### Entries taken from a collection
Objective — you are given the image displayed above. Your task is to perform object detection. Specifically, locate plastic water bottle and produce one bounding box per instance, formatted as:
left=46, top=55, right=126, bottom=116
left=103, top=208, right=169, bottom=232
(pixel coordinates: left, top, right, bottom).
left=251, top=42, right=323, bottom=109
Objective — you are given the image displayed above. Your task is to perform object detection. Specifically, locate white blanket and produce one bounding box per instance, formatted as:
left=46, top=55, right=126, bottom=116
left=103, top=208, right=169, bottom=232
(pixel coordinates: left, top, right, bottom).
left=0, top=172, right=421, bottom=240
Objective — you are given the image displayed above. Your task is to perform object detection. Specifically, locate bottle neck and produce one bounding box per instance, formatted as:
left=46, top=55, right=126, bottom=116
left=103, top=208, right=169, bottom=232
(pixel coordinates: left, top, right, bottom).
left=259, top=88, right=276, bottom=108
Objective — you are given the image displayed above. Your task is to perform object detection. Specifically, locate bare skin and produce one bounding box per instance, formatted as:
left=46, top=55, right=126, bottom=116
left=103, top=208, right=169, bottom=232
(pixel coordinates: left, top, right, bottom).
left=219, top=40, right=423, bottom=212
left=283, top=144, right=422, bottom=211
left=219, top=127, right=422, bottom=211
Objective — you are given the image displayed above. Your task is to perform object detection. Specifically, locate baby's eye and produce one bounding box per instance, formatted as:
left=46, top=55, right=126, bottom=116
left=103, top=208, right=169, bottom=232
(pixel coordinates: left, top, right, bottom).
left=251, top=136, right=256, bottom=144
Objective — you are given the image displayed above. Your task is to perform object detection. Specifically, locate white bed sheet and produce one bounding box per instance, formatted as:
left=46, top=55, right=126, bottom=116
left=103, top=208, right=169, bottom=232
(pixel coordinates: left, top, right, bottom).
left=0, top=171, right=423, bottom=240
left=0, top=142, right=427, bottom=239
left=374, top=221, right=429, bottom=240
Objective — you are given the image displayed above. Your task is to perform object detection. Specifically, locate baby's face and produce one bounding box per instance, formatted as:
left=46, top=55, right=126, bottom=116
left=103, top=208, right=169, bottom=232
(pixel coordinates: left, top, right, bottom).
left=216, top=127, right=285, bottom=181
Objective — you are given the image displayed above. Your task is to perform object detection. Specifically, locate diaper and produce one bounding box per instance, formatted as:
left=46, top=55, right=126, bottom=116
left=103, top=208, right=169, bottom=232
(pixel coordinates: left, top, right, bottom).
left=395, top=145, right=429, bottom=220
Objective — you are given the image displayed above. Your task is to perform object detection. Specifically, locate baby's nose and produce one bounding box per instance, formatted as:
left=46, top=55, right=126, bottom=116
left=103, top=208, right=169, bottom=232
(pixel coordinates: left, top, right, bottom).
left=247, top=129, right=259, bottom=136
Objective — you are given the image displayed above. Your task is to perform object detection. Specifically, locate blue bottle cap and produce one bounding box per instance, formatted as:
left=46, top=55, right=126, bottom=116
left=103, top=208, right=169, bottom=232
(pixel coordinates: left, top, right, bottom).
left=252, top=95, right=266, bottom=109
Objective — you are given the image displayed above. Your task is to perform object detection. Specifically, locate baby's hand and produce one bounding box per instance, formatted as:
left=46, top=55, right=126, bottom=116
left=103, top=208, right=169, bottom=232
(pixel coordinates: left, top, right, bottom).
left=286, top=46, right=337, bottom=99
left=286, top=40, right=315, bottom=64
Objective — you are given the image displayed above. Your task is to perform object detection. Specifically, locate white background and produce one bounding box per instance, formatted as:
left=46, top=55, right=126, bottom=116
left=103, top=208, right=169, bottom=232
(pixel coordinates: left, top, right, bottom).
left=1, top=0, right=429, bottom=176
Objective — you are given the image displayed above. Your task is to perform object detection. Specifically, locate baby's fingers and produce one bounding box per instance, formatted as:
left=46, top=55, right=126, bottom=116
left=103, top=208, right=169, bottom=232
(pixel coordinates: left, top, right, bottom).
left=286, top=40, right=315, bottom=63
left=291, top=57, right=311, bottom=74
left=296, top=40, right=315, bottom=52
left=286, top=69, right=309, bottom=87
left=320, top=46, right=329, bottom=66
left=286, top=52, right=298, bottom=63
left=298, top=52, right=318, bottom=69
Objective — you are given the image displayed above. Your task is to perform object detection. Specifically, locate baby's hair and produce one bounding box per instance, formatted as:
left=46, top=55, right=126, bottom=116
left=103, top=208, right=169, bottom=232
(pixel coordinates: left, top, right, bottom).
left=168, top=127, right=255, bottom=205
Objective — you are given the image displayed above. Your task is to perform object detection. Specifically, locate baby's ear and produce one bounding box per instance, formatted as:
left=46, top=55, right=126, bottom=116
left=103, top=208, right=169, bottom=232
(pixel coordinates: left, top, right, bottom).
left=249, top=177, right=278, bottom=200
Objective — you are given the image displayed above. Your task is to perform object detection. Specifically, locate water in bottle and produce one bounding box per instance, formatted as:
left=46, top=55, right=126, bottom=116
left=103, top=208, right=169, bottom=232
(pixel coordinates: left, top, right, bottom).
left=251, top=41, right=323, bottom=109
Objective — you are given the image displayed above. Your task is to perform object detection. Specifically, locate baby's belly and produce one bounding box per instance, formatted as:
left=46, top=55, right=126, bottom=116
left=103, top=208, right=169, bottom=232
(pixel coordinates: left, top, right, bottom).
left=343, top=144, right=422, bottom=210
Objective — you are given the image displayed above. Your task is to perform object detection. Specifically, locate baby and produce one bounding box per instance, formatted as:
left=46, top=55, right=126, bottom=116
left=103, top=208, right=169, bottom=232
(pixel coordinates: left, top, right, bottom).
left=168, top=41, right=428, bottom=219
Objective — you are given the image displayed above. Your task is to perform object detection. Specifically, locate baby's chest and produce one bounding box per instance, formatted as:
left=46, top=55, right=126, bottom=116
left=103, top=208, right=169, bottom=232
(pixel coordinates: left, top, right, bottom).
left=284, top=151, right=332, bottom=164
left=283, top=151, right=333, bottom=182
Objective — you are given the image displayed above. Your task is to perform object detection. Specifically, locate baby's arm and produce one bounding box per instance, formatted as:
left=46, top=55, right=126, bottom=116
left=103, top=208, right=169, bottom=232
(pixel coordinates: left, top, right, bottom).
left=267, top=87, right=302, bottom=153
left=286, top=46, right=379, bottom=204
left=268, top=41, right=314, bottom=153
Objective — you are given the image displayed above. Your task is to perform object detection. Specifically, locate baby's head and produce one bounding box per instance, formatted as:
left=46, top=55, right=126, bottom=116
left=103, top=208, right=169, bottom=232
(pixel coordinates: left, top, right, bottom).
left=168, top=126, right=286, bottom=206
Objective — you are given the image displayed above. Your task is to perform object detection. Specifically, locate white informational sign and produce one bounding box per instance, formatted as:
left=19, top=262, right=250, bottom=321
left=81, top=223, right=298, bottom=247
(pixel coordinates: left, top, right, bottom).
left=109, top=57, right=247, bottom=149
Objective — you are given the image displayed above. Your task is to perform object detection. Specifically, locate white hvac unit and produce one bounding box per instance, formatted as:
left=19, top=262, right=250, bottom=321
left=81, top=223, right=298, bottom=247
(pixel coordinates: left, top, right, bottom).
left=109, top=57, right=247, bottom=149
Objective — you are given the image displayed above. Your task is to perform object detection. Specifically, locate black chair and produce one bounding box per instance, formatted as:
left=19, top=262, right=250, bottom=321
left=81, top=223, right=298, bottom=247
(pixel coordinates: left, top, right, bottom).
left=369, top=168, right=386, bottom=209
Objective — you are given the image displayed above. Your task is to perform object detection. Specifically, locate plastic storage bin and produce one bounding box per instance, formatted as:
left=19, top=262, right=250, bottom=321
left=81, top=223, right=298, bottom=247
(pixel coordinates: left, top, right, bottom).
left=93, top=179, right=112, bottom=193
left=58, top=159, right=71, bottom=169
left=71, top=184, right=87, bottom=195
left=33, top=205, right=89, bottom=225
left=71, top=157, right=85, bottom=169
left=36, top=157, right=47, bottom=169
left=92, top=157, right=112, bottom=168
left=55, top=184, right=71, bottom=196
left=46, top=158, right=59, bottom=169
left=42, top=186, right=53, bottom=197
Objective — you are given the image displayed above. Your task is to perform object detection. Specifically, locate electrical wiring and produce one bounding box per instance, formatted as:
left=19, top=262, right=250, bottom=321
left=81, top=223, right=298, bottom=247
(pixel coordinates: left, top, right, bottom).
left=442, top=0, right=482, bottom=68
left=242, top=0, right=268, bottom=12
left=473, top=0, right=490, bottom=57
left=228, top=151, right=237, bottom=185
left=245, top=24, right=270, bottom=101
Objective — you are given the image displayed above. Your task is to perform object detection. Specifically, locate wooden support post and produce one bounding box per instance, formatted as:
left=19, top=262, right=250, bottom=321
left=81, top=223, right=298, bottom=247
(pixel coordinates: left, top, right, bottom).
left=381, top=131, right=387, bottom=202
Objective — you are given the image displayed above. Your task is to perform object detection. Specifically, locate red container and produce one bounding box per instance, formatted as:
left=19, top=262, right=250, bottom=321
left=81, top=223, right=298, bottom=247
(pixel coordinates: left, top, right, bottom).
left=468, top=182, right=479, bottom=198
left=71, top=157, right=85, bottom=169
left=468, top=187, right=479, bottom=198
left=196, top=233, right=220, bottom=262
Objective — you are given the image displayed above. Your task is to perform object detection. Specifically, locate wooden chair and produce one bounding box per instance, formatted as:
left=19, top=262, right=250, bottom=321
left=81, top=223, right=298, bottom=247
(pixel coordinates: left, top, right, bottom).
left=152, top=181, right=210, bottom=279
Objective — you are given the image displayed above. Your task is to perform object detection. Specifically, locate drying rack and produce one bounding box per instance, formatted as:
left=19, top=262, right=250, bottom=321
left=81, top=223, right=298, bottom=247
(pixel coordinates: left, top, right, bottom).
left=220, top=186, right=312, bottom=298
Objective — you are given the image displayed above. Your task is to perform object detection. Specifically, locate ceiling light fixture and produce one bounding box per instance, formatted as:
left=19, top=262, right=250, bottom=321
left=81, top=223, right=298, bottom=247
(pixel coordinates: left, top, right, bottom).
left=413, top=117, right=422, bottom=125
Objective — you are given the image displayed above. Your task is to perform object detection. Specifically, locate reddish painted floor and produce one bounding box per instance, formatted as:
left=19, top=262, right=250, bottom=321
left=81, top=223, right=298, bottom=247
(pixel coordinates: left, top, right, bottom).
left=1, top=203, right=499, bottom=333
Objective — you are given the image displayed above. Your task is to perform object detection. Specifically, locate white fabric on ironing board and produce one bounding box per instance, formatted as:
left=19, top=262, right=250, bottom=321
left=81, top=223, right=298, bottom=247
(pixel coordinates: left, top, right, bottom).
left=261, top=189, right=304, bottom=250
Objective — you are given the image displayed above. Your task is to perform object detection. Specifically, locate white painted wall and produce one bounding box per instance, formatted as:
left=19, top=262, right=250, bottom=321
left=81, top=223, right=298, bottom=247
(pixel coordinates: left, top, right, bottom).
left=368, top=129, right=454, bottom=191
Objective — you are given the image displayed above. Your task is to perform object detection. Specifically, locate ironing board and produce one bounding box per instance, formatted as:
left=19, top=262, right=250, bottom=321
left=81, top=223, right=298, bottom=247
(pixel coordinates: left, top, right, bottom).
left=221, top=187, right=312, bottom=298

### What you are asked to do
Across the data, find each line that has "wooden" in it and copy that line.

### Exercise response
Objective — you are given the image displayed above. Your task is to perform object detection. Specifically, locate wooden support post and produce one bounding box per instance, formatted as:
Objective — you are given the image displayed above. Your task is to perform object detection. Specifically, locate wooden chair and produce one bounding box per instance, formatted as:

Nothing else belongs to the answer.